=== Task requirements ===
Task for the listing below: copy it out in full, exactly.

=== Given data ===
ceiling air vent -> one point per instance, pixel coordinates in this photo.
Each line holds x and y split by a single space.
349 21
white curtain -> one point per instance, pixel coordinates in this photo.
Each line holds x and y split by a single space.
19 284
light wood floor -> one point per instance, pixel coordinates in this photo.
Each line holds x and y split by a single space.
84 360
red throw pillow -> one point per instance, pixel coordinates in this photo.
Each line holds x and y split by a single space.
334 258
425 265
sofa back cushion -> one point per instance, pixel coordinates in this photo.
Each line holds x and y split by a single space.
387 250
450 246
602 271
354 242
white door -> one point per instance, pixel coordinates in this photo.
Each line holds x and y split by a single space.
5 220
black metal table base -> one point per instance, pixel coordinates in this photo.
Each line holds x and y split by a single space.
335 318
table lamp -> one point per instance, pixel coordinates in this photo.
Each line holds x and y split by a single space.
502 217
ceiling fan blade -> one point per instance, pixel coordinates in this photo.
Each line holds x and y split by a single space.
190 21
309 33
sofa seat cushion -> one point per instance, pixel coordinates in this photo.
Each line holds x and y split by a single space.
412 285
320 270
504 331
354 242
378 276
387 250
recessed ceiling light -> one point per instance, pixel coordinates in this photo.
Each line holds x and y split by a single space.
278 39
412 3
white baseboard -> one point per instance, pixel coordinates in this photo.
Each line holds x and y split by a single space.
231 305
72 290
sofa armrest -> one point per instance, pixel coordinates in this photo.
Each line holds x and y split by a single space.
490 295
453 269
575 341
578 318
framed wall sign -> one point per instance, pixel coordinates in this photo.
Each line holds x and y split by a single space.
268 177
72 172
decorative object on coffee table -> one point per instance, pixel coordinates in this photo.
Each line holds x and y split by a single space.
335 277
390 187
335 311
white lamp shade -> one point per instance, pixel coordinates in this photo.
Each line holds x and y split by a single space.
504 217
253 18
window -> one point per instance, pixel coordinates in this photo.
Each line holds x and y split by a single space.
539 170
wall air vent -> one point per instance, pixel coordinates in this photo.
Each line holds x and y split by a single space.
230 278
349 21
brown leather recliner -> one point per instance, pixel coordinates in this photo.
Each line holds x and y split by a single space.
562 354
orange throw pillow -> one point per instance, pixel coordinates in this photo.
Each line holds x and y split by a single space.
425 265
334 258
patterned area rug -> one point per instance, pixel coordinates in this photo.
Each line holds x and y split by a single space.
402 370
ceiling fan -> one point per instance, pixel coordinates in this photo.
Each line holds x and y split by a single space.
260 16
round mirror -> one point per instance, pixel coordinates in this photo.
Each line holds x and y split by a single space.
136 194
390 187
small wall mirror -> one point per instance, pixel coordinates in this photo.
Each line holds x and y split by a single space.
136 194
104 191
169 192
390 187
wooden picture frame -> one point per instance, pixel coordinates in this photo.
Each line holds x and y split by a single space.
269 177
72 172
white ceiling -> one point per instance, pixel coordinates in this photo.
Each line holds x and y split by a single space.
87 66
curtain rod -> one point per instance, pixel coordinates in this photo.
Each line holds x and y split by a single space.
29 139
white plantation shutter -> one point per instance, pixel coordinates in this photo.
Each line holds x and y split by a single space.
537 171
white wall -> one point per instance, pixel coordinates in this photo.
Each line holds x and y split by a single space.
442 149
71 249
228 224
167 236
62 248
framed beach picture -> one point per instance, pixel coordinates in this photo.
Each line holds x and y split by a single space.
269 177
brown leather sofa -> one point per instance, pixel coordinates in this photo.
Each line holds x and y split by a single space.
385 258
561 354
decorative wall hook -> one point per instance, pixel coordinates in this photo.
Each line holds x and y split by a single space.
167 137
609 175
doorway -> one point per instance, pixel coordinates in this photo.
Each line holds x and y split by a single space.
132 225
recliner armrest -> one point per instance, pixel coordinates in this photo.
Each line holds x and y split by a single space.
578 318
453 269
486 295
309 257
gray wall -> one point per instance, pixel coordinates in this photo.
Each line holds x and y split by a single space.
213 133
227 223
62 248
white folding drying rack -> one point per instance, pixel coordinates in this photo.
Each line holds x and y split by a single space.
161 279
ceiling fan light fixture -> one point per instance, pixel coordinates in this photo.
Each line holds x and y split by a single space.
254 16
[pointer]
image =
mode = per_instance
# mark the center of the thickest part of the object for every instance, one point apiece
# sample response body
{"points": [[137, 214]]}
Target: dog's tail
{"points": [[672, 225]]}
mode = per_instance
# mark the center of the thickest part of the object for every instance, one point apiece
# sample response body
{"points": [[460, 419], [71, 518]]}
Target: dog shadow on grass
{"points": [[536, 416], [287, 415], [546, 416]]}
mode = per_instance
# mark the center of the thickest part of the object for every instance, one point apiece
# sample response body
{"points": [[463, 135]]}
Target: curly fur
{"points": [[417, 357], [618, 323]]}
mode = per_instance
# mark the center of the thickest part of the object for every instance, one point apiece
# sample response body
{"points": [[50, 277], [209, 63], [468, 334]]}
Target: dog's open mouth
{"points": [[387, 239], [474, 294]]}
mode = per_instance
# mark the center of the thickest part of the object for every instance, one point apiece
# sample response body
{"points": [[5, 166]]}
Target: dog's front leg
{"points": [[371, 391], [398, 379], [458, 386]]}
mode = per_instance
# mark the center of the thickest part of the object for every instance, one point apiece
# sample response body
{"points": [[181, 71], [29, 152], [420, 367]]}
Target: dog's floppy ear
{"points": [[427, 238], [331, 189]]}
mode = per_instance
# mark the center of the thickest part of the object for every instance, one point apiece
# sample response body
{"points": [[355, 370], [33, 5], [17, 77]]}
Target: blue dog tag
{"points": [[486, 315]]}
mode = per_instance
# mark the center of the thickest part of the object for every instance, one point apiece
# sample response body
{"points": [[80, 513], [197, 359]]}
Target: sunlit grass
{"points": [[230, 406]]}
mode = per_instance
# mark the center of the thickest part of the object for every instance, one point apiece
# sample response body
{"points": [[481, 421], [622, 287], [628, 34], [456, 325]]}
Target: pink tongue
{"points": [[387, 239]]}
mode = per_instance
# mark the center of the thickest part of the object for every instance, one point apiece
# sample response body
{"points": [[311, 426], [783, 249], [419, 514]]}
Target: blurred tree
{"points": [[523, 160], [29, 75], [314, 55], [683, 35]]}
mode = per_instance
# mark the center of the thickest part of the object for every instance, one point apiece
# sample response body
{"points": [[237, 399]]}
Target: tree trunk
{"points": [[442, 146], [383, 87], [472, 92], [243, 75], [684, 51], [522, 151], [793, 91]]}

=== Expected output ===
ceiling air vent -> one point per instance, pixel coordinates in this photo.
Each line holds x and y split by a single space.
349 21
white curtain -> one point per instance, pixel coordinates in this photo.
Each line holds x and y split by a single space.
19 284
light wood floor -> one point per instance, pixel coordinates in this photo.
Each line holds x and y split by a single space.
84 360
red throw pillow -> one point per instance, pixel coordinates in this photo.
Each line holds x and y split by a single space.
334 258
425 265
sofa back cushion -> one point per instance, pixel coordinates in this photo.
Each line holds x and y split by a single space.
387 250
450 246
602 271
354 242
white door -> one point per instance, pixel coordinates in this photo.
Each line holds x and y split by a single space.
5 220
black metal table base -> one point per instance, pixel coordinates in this photo.
Each line holds x and y split by a single space.
335 318
table lamp -> one point per instance, pixel coordinates in this photo.
Each line holds x and y split by a single space.
502 217
ceiling fan blade -> one point per instance, pixel coordinates in this photo.
Each line holds x and y split by a single space.
190 21
309 33
sofa seat cushion -> one point per instance, pixel coordinates in this photo.
Each line holds x and y split by a single space.
412 285
320 270
504 331
354 242
378 276
387 250
recessed ceiling light -> one point per instance, pixel coordinates in this photo.
Each line holds x and y split by a single space.
278 39
412 3
white baseboard -> one point per instance, pixel coordinates in this photo.
Each line holds x and y split by a single space.
231 305
72 290
sofa armrest -> one point per instance, pixel coordinates in this photo.
Each line holds x and y split by a single space.
490 295
453 269
575 341
578 318
framed wall sign -> one point per instance, pixel coordinates in this photo.
Each line holds x and y split by a single space.
268 177
72 172
decorative object on coffee table -> one point per instance, pixel coordinates in this photo.
Each line holds x and y split by a single space.
335 277
390 187
335 311
white lamp shade -> one point per instance, pixel coordinates in this photo.
Each line holds x and y split by a single space.
504 217
253 18
window -> one point per instance, pixel coordinates in this photo.
Each line holds x and y split by a single space.
539 170
wall air vent -> one point per instance, pixel coordinates in this photo.
Each line holds x and y split by a single space.
230 278
349 21
brown leather recliner -> one point per instance, pixel coordinates in this photo.
Each line holds x and y split by a single space.
562 354
orange throw pillow -> one point per instance, pixel coordinates in this photo.
Each line holds x and y split by a single space.
425 265
334 258
patterned area rug -> one point per instance, pixel coordinates in this photo.
Each line holds x and y split by a single space.
402 370
ceiling fan -> one point per instance, pixel coordinates in this photo.
Each line holds x and y split by a single space.
260 16
round mirror -> one point per instance, pixel coordinates in this photo.
Each line holds x and y split by a single space.
136 194
390 187
small wall mirror -> one point per instance, pixel coordinates in this photo.
Each line holds x and y split by a single space.
136 194
104 191
169 192
390 187
wooden picture frame -> one point per instance, pixel coordinates in this photo.
Each line holds x and y split by a single space.
269 177
72 172
white ceiling -> one point per instance, pixel coordinates in this photo.
Each line holds x and y split by a single space.
87 66
curtain rod -> one point per instance, pixel coordinates in this photo.
Each line holds x and y split by a single space.
29 139
white plantation shutter -> one point per instance, pixel coordinates in this photo.
Each line holds x and y split by a single space.
537 171
white wall -> one point per instance, pixel coordinates in this photo.
Each line holds x and y split by a single space.
442 149
71 249
228 224
167 236
62 248
framed beach picture -> one point per instance, pixel coordinates in this photo.
Each line holds x and y split by a single space.
269 177
brown leather sofa -> one point per instance, pixel coordinates in this photo.
Each line holds x and y split by a single space.
385 258
561 354
decorative wall hook -> one point per instance, pixel coordinates in this photo.
Each line holds x and y split by a single space.
167 137
609 175
doorway -> one point per instance, pixel coordinates in this photo.
Each line holds x and y split by a single space.
132 225
recliner armrest -> one point per instance, pixel coordinates in this photo.
Each line holds x and y split by a single space.
578 318
453 269
486 295
309 257
gray wall -> one point per instance, pixel coordinates in this photo.
Each line holds x and y split by a single space.
213 133
227 223
62 248
white folding drying rack -> one point per instance, pixel coordinates in this photo.
Each line holds x and y split by a single space.
161 279
ceiling fan light fixture -> one point per instance, pixel coordinates in this photo.
Each line holds x and y split by a single space.
254 16
[pointer]
image =
mode = per_instance
# mark the center of the thickest part of the object for every instance, one point apiece
# sample response body
{"points": [[137, 214]]}
Target: dog's tail
{"points": [[672, 225]]}
mode = per_instance
# mark the center of the thickest part of the object for every instance, one point apiece
# sample response body
{"points": [[460, 419], [71, 518]]}
Target: dog shadow on grass
{"points": [[536, 416], [287, 415], [546, 416]]}
mode = per_instance
# mark the center of the thickest part of the object for every instance, one point apiece
# sample response body
{"points": [[463, 135]]}
Target: curly fur
{"points": [[417, 357], [618, 323]]}
mode = per_instance
# mark the center of the thickest part of the object for every instance, one point apiece
# sample response body
{"points": [[50, 277], [209, 63], [468, 334]]}
Target: dog's open mouth
{"points": [[387, 239], [474, 294]]}
mode = per_instance
# mark the center of the thickest part of the object for every instance, one point apiece
# sample response body
{"points": [[5, 166]]}
Target: dog's front leg
{"points": [[371, 391], [398, 379], [458, 386]]}
mode = per_instance
# mark the center of the thickest part of the object for every instance, one point apiece
# sample response body
{"points": [[181, 71], [29, 152], [420, 367]]}
Target: dog's floppy ear
{"points": [[427, 238], [331, 189]]}
mode = per_instance
# mark the center of the thickest part of the object for every instance, one point apiece
# sample response body
{"points": [[355, 370], [33, 5], [17, 77]]}
Target: blue dog tag
{"points": [[486, 315]]}
mode = per_instance
# mark the center of the thickest part of the object for every instance, one point apiece
# sample response body
{"points": [[80, 513], [197, 359]]}
Target: sunlit grass
{"points": [[230, 406]]}
mode = per_instance
# mark the center of the thickest part of the object for every instance, one point apiece
# sample response body
{"points": [[481, 421], [622, 287], [628, 34], [456, 325]]}
Target: pink tongue
{"points": [[387, 239]]}
mode = per_instance
# mark the center of the thickest part of the object for every instance, one point apiece
# sample response body
{"points": [[311, 426], [783, 249], [419, 514]]}
Target: blurred tree
{"points": [[523, 160], [29, 75], [314, 55], [683, 35]]}
mode = per_instance
# mark the center of the thickest part of the object for every instance, one point apiece
# sample response body
{"points": [[237, 399]]}
Target: tree trunk
{"points": [[442, 146], [383, 87], [472, 92], [243, 75], [684, 51], [522, 151], [793, 91]]}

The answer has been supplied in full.